Texto del documento:

Desde el principio de la crisis fue haciéndose más claro que la llamada «reconstrucción» supondría un acelerón del «pacto verde», y no solo en Europa. La Agencia Internacional de la Energía sacó la semana pasada sus propios cálculos y objetivos: movilizar 3.000.000 de millones de dólares en tres años para elevar en 3,5 puntos el crecimiento del PIB global en 2023. Es decir, propiciar una transferencia de rentas gigantesca del trabajo al capital para reanimar la acumulación mediante un cambio «tecnológico» pagado con sobre-explotación por los trabajadores de todo el mundo.
Se hace más que previsible pues que se reanime la campaña ideológica verde a toda costa y toda potencia. En la «nueva normalidad» el estado tiene que dar una apariencia «progresiva» a las medidas y sacrificios impuestos para rescatar al capital nacional. Vuelven las nacionalizaciones y con ellas las mistificaciones sobre la «propiedad pública». Por lo mismo los movimientos identitarios impregnarán las políticas de estado y las campañas ideológicas: todo lo divisivo, todo lo que rompa a los trabajadores será estratégico porque ayudará a conjurar la única respuesta que realmente puede enfrentar la lógica de un capital herido.
Así que después de tres meses de desaparición pública, volverá el feminismo e intentarán consolidarlo como ideología de estado tras algunas batallitas contra sus herejías. Posiblemente intenten importar también el racismo -renombrado «racialismo»- del mundo anglosajón a los países en los que, siguiendo a Francia, la burguesía se definió en su día desde un modelo «universalista» basado en la ciudadanía. En países como España o Italia en los que la revuelta pequeñoburguesa tiende a manifestarse como conflicto territorial, el giro hacia el particularismo y el identitarismo es cada vez más tentador para la clase dirigente. Por un lado le sirve para absorber en sus partidos e instituciones sistémicas el conflicto con una pequeña burguesía cada vez más desbocada y delirante, por otro permite por ejemplo presentar la situación del proletariado agrícola como una cuestión racial separándola de la precarización general e impulsando a la pequeña burguesía migrante como «mediadora».

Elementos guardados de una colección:
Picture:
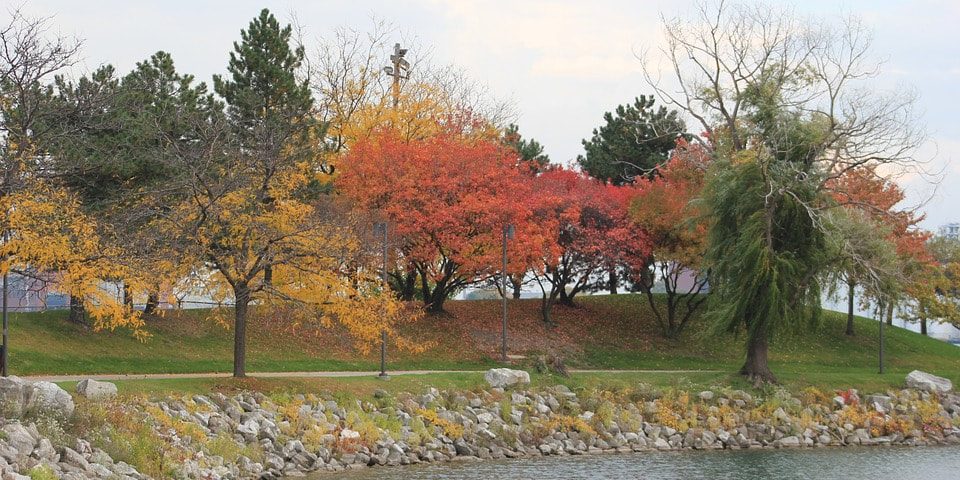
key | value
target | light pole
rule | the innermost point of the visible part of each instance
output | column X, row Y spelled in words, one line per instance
column 507, row 235
column 880, row 317
column 380, row 229
column 3, row 353
column 4, row 349
column 399, row 70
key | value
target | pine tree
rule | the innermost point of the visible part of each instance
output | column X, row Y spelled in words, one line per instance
column 266, row 103
column 634, row 140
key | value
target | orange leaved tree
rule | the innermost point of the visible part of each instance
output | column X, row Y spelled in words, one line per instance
column 447, row 198
column 665, row 207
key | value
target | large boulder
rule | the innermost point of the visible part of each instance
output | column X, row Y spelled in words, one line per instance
column 94, row 389
column 53, row 399
column 505, row 377
column 18, row 437
column 928, row 383
column 18, row 396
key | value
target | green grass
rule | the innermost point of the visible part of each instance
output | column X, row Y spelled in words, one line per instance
column 609, row 332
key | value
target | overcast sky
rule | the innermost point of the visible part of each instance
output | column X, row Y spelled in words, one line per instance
column 563, row 64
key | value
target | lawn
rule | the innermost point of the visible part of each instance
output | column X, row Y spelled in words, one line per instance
column 606, row 332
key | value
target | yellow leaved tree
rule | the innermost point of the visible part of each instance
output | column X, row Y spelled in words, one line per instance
column 44, row 233
column 253, row 208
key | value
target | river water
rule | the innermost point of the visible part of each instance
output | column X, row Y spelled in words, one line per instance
column 848, row 463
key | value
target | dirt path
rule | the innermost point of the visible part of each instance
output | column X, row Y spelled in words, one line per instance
column 167, row 376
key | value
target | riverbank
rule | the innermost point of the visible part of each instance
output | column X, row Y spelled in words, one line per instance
column 601, row 332
column 254, row 435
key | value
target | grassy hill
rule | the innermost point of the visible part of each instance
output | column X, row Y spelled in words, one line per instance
column 608, row 332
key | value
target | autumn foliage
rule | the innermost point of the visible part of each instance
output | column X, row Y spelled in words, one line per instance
column 665, row 206
column 447, row 199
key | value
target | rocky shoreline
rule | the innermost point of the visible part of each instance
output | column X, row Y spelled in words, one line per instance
column 252, row 435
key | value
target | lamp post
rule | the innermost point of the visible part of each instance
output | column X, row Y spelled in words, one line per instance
column 507, row 235
column 380, row 229
column 4, row 349
column 880, row 318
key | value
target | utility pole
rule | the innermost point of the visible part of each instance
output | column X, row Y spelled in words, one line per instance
column 380, row 229
column 399, row 70
column 507, row 235
column 3, row 353
column 4, row 349
column 880, row 311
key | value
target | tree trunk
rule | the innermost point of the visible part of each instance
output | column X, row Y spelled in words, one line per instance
column 153, row 301
column 242, row 296
column 850, row 293
column 127, row 296
column 545, row 305
column 756, row 368
column 77, row 312
column 435, row 300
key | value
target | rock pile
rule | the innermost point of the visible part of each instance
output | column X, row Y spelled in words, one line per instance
column 250, row 435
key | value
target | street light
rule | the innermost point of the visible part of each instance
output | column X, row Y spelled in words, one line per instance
column 507, row 235
column 380, row 229
column 880, row 317
column 4, row 349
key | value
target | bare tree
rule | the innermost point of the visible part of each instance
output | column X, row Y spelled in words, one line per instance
column 793, row 98
column 29, row 58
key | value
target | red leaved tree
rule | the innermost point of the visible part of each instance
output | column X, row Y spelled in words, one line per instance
column 664, row 206
column 585, row 233
column 876, row 197
column 447, row 198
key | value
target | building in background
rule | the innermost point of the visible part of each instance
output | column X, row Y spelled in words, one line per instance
column 950, row 230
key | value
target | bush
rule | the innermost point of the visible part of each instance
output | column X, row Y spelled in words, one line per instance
column 42, row 472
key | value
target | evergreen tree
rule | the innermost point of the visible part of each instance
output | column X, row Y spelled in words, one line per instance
column 267, row 104
column 634, row 140
column 530, row 150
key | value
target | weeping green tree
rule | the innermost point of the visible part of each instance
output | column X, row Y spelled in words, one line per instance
column 785, row 109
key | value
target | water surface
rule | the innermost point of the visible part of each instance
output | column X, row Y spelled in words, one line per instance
column 848, row 463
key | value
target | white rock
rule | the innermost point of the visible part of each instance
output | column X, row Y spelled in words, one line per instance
column 250, row 427
column 95, row 389
column 51, row 397
column 505, row 377
column 19, row 438
column 928, row 383
column 485, row 417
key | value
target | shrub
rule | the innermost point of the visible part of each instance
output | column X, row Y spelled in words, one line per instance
column 449, row 428
column 231, row 451
column 42, row 472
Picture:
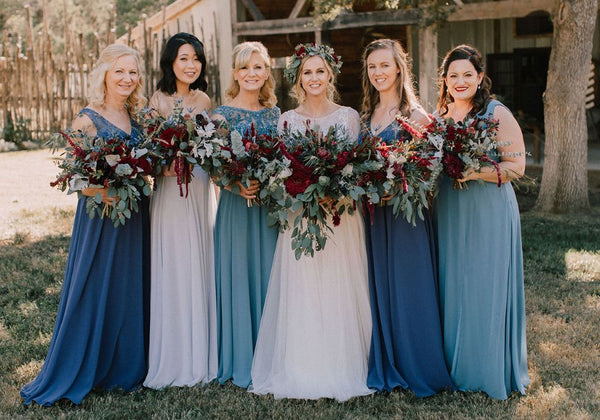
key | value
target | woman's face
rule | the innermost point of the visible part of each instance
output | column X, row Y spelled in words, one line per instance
column 314, row 77
column 462, row 80
column 123, row 77
column 253, row 75
column 382, row 69
column 187, row 65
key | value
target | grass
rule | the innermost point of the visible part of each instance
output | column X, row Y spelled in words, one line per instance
column 562, row 285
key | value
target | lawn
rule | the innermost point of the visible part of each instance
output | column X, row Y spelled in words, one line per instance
column 562, row 286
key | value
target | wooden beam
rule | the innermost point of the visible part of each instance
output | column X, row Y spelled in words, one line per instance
column 500, row 9
column 298, row 7
column 254, row 11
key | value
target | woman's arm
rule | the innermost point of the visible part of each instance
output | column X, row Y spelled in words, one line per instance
column 511, row 150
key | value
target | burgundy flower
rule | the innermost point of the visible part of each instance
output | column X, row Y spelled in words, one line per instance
column 323, row 153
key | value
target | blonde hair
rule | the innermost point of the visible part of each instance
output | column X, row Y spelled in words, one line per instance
column 106, row 60
column 241, row 57
column 404, row 83
column 298, row 91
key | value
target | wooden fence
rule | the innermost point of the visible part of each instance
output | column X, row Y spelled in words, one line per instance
column 42, row 90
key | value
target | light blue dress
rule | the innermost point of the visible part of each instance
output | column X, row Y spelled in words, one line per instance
column 481, row 285
column 244, row 249
column 99, row 339
column 406, row 346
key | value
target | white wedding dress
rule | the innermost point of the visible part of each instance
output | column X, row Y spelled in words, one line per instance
column 315, row 331
column 183, row 328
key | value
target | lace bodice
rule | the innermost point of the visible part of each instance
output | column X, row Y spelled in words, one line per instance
column 105, row 129
column 265, row 120
column 344, row 118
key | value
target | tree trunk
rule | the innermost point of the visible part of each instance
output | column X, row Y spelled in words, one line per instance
column 564, row 187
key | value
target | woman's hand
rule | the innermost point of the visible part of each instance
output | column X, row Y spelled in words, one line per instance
column 91, row 192
column 250, row 192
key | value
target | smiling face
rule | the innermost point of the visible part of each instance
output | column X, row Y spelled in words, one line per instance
column 253, row 75
column 462, row 80
column 187, row 65
column 314, row 76
column 382, row 69
column 122, row 78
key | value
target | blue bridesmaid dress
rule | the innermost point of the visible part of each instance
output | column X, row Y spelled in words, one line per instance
column 481, row 285
column 244, row 249
column 99, row 339
column 406, row 346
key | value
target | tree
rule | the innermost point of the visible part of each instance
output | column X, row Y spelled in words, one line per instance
column 564, row 186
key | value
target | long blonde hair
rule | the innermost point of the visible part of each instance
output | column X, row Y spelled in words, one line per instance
column 298, row 92
column 241, row 56
column 106, row 60
column 404, row 82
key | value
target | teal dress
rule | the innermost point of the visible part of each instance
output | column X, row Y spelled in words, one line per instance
column 481, row 285
column 244, row 249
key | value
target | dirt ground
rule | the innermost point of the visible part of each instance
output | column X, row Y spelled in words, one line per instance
column 25, row 178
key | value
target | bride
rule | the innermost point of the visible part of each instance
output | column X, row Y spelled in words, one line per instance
column 315, row 332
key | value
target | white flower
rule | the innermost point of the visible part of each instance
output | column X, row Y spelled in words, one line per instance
column 78, row 182
column 237, row 145
column 123, row 169
column 347, row 171
column 112, row 160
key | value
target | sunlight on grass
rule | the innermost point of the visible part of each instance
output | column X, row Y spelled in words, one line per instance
column 545, row 401
column 582, row 266
column 28, row 371
column 28, row 308
column 43, row 339
column 53, row 290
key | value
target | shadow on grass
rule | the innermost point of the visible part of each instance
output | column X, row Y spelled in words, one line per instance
column 562, row 262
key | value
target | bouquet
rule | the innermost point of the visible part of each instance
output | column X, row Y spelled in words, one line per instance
column 319, row 169
column 463, row 145
column 172, row 140
column 105, row 163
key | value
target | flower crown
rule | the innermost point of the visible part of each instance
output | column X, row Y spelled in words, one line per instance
column 309, row 50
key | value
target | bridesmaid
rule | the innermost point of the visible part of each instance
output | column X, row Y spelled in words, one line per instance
column 183, row 327
column 99, row 335
column 480, row 254
column 406, row 347
column 244, row 244
column 314, row 335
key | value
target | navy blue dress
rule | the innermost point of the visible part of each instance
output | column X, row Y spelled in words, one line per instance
column 406, row 347
column 99, row 339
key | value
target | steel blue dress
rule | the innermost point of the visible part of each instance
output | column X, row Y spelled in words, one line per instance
column 99, row 339
column 406, row 347
column 244, row 249
column 481, row 285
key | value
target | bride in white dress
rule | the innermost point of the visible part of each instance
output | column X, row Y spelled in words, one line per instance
column 183, row 341
column 315, row 331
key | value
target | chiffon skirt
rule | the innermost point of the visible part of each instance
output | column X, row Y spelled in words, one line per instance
column 183, row 325
column 316, row 326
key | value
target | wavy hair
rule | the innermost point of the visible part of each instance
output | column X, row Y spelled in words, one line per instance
column 404, row 82
column 241, row 57
column 107, row 59
column 483, row 93
column 167, row 82
column 298, row 92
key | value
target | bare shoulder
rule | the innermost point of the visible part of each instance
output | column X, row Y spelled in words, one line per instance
column 83, row 123
column 202, row 100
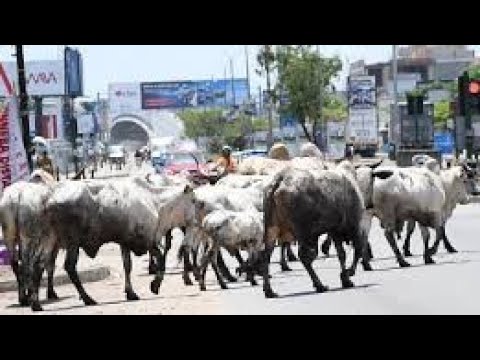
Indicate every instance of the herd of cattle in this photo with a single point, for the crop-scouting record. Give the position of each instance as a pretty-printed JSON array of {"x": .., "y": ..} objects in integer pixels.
[{"x": 271, "y": 201}]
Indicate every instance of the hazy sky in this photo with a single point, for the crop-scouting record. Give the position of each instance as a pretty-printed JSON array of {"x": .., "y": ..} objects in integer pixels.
[{"x": 104, "y": 64}]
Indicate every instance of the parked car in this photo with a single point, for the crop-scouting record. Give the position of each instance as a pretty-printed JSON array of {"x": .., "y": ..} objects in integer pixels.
[{"x": 184, "y": 163}]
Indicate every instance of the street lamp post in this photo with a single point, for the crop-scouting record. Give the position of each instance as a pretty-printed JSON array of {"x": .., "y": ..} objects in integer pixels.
[{"x": 22, "y": 87}]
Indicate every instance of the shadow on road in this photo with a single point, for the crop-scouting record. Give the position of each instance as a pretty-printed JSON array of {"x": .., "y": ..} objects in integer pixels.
[
  {"x": 306, "y": 293},
  {"x": 117, "y": 302},
  {"x": 424, "y": 265},
  {"x": 42, "y": 302}
]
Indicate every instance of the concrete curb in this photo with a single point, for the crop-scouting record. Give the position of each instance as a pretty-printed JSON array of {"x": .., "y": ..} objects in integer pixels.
[{"x": 86, "y": 276}]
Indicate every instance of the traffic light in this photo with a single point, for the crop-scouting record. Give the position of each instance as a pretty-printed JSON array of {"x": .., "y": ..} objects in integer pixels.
[
  {"x": 468, "y": 95},
  {"x": 415, "y": 104}
]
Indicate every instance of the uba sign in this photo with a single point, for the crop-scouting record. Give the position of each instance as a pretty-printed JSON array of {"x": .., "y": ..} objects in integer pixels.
[{"x": 44, "y": 78}]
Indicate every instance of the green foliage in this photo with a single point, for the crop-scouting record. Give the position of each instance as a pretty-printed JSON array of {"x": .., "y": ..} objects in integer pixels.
[
  {"x": 442, "y": 112},
  {"x": 305, "y": 77}
]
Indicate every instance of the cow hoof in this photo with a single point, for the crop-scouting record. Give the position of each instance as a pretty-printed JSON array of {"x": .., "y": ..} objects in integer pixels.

Problemas por resolver:
1. Según el texto sobre el pacto verde, ¿por qué el giro hacia el particularismo y el identitarismo le resulta tentador a la clase dirigente en países como España o Italia? Contesta en una a tres oraciones.
2. Sigue escribiendo el texto sobre el pacto verde a partir de su última oración.

Respuestas numeradas:
1. Por un lado, le sirve para absorber en sus partidos e instituciones el conflicto con una pequeña burguesía cada vez más desbocada y delirante. Por otro, le permite presentar la situación del proletariado agrícola como una cuestión racial, separarla de la precarización general e impulsar a la pequeña burguesía migrante como «mediadora».

2.
Pero no todo son jugadas desde el poder y tendencias impuestas por el capital. Invisible mediaticamente, desde el comienzo de la pandemia hemos vivido la mayor oleada de huelgas simultáneas en casi un siglo. Desde las maquilas mexicanas y los jornaleros en el estado de Washington al Donbass, desde el personal sanitario de los cinco continentes a los conductores de autobuses y las fábricas, las movilizaciones han levantado consignas que expresaban claramente la necesidad de imponer las necesidades humanas sobre las urgencias del capital y su rentabilidad. No les ha faltado coraje ni claridad de objetivos. Necesitan ahora sin embargo, entender qué necesitan para pasar de resistir a ganar.